What is required
Each entry below should be echoed exactly, with pictures omitted.

Dataset entries
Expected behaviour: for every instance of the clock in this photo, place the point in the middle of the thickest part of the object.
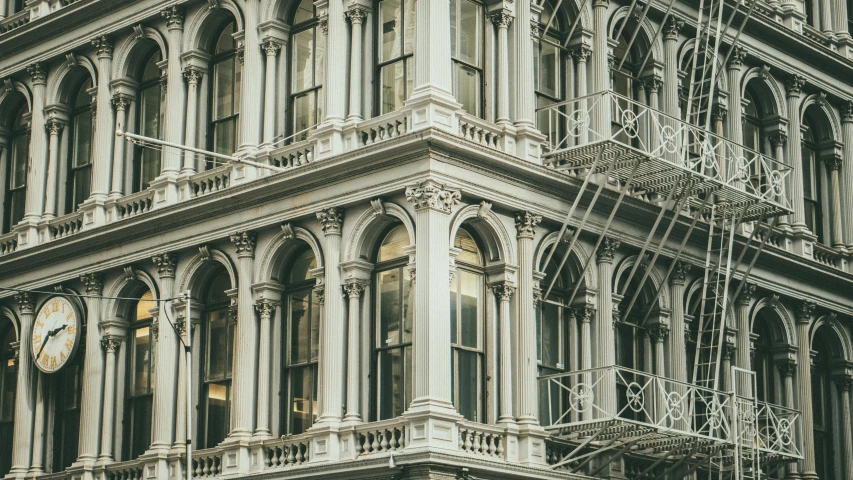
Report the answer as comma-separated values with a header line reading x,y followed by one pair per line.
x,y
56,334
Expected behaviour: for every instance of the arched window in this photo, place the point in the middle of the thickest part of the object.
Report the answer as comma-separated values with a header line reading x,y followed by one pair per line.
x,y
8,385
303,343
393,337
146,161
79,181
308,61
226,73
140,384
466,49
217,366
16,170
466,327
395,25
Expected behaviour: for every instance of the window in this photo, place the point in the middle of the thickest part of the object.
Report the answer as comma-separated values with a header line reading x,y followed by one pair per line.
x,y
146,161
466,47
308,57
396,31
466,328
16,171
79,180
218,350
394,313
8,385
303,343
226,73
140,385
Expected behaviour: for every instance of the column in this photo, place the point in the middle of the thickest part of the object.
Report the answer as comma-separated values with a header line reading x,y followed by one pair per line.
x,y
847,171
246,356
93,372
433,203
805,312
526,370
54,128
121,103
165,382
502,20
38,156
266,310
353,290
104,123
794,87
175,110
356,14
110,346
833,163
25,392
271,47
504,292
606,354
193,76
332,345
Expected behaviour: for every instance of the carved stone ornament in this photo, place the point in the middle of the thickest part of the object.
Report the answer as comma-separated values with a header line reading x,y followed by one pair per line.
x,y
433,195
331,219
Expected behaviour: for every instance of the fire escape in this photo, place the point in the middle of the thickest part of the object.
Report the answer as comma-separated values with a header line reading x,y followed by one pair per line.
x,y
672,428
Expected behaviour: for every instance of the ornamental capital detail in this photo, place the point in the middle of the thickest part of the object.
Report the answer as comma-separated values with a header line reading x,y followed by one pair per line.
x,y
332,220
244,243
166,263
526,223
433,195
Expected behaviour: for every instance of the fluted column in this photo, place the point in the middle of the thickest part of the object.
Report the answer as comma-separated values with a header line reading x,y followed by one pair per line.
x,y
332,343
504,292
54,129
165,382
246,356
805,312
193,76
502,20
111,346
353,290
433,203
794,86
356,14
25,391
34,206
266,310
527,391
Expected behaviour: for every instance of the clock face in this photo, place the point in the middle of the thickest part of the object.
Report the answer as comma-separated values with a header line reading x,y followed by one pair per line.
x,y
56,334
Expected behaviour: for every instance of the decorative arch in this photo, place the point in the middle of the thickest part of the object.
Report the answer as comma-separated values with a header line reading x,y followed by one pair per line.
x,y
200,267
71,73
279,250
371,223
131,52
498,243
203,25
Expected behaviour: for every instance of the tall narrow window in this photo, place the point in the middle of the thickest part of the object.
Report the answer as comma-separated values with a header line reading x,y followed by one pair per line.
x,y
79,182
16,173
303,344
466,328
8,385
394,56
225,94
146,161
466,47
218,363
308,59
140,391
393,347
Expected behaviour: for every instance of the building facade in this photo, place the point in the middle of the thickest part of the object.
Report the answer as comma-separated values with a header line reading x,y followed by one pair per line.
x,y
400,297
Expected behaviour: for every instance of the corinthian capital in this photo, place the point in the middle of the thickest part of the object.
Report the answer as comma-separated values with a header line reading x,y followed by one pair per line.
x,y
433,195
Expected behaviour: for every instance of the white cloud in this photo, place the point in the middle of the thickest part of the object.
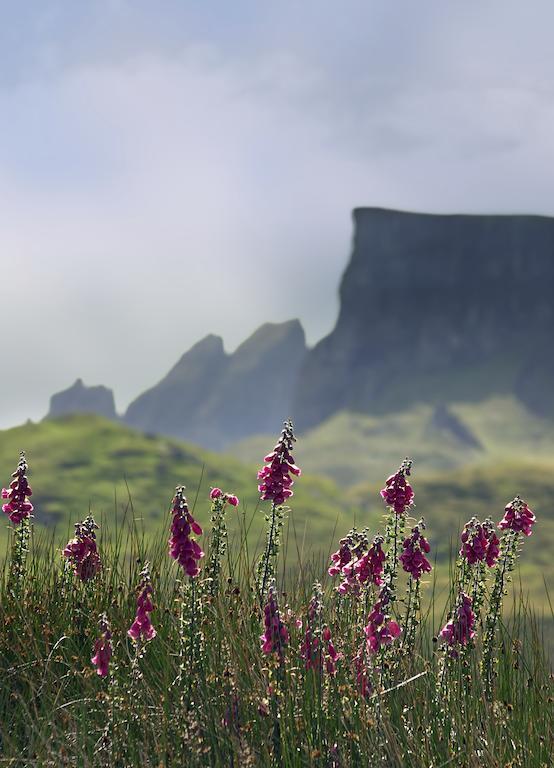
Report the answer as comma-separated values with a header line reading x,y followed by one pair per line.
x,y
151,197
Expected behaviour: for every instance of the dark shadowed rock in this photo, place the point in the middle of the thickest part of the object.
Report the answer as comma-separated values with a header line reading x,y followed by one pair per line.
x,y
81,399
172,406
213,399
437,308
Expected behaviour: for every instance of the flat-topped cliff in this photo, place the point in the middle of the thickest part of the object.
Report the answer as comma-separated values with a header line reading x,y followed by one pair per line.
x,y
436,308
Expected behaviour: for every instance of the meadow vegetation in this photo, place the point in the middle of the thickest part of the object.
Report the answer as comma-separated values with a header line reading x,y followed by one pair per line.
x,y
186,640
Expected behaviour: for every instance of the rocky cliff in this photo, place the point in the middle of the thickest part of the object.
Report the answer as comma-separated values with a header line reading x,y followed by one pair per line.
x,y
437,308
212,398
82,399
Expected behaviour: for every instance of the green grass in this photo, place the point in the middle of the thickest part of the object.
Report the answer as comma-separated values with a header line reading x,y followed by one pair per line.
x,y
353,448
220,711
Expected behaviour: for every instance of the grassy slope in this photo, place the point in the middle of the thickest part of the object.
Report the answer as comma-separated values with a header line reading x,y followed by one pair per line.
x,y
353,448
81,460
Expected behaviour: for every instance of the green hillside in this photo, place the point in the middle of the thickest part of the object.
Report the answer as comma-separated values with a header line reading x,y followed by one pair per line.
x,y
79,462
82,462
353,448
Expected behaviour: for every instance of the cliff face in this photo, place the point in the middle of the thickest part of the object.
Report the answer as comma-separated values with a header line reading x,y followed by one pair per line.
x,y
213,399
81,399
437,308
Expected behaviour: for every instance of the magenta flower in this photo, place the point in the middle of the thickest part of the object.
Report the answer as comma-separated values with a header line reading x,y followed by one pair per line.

Result of this task
Expected behaviour: for every instance of the clock in this photo, place the point in the middle of the thickest part of the object.
Report the answer as comma-separated values with a header line reading x,y followed by one pair per line.
x,y
56,334
Expected behaviour: for every instance of the arched window in this photo, place the point in the middle of the thickest part of the object.
Report the answer as comma-separated values with a header line reading x,y followed by one pair per line.
x,y
8,385
303,343
393,337
146,161
79,181
308,61
226,73
140,384
466,49
217,366
16,170
466,327
395,25
Expected behaviour: for every instance of the window in this photo, place the point in the middle of the thickest part of the object.
Report the answer as comma-separated values with a header line reading x,y followed by one pair per line.
x,y
146,161
466,47
308,57
396,31
466,328
16,171
79,180
218,350
394,313
8,385
303,343
226,73
140,385
Expected behaviour: for every instance of the column in this photo, place the point in the middle of the thickest part of the object.
Report the answer as comma-separated values with a header line reading x,y followed by one pair per line.
x,y
847,171
246,356
93,372
433,203
805,312
526,370
54,128
121,103
165,382
502,20
38,156
266,310
353,290
104,123
794,87
175,110
356,14
110,346
833,163
25,392
271,47
504,292
606,354
193,76
332,345
Expected behaviour: for every instance of the carved stone ornament in this photo, place the point in the middle of the thickest part of the object.
Report the answer as comma-separated values with a header line reading x,y followed by one pair per line.
x,y
433,195
331,219
Expected behaviour: for every instance of the fire escape in this photo, place the point in the middle of the thickest part of the object.
Report the answer as comma-separated values with a header line reading x,y followed by one pair per line.
x,y
672,428
Expected behaviour: for every instance of the ornamental capital detail in this photo, place the point in the middle of the thickest part of the object.
Report the answer as comma-separated values with a header line reading x,y followed by one pair per line.
x,y
332,220
244,243
166,263
526,223
433,195
Expected behaviour: for every instance of the fluted column in this photo, place the point in the middle of the thickest part of the object.
Report the answer as comma-separated values with a header line reading x,y followed by one pair per line.
x,y
332,343
504,292
54,129
165,382
246,356
805,312
193,76
502,20
111,346
353,290
433,203
794,86
356,14
25,391
34,206
266,310
527,391
Expected behaviour: for every instance of the clock face in this photo, place the point in the middle of the thickest part of the object.
Report the answer as comma-separated values with a header line reading x,y followed by one pair per line.
x,y
56,334
Expected behaviour: for every instance of the decorative arch in this photo, place the point in the middle of the thickest part of the object.
Report the answer as comma-separated values with a header line reading x,y followed by one pair per line.
x,y
200,267
71,73
279,250
371,223
131,52
498,243
203,25
Expected behaviour: for every instance of the tall narrow window in this photo, place the point in the middle of the thickest part of the object.
Report the answer as comma-separated values with a header line reading x,y followed by one pair per line.
x,y
79,182
16,173
303,344
466,328
8,385
394,56
225,94
146,161
466,47
218,363
308,59
140,391
393,347
Expected behaviour: for every instance of the building facade in this photo, place the point in the middle of the thickest part of the object.
Report the answer as comma-separated values with a header line reading x,y followed by one pair per line.
x,y
400,297
Expected behaviour: for every instance of the corinthian capital in this photo, place the point in the middle of the thickest part of the object.
Report the answer as comma-separated values with a header line reading x,y followed by one pair per line.
x,y
433,195
Expected behaviour: for every instance of the white cloud in this photo, place the point in the middle of the thickest part of the object.
Report the answer as comma-separated values with a header line reading x,y followed by one pair per line.
x,y
151,197
Expected behaviour: for every instance of the dark shadowed rock in this photo, place the point in the middle of the thickest part of the object.
Report the answer as comma-separated values with a header line reading x,y followed by one pair per line.
x,y
81,399
172,406
213,399
437,308
Expected behaviour: for every instance of the flat-topped cliff in this photo, place the point in the middle of the thickest part of the object.
Report the answer as comma-separated values with a header line reading x,y followed by one pair per line.
x,y
436,308
Expected behaviour: for every instance of the meadow vegetation in this photo, place the point in the middle of the thickest part of the object.
Report the answer as comma-separated values with a header line reading x,y followed by one pair per line.
x,y
186,640
Expected behaviour: for every instance of the rocky cliff in this photo, place the point in the middle of the thickest part of the object.
Report the answer as comma-separated values with a header line reading x,y followed by one pair per line.
x,y
437,308
212,398
82,399
Expected behaviour: for every instance of the green grass in this photo, place the point in the middle of the thickest part of the object.
Report the answer as comma-separated values with a header line reading x,y followed by one pair per line.
x,y
353,448
220,711
Expected behaviour: for every instance of the grassy slope in this photo, place the point in the middle of the thickest part of the object.
Report the answer as comma-separated values with a header line reading x,y followed by one pair per line.
x,y
353,448
81,460
Expected behaviour: for every instance of the green hillside in this photo, place the point in the middle of the thickest part of the object.
Report the answer as comma-separated values with a header line reading x,y followed by one pair per line.
x,y
79,462
82,462
353,448
Expected behaviour: for every instance of the cliff face in this photo, place the point in the middle of the thickest part of the object.
Report the answer as comma-separated values with a header line reading x,y followed by one pair per line.
x,y
213,399
81,399
437,308
Expected behaviour: for every instance of the magenta flower in this photo, place the point in the middle of the thickest part of the object.
Report the answer as comma-separated values with a header line reading x,y followed by one pair per line.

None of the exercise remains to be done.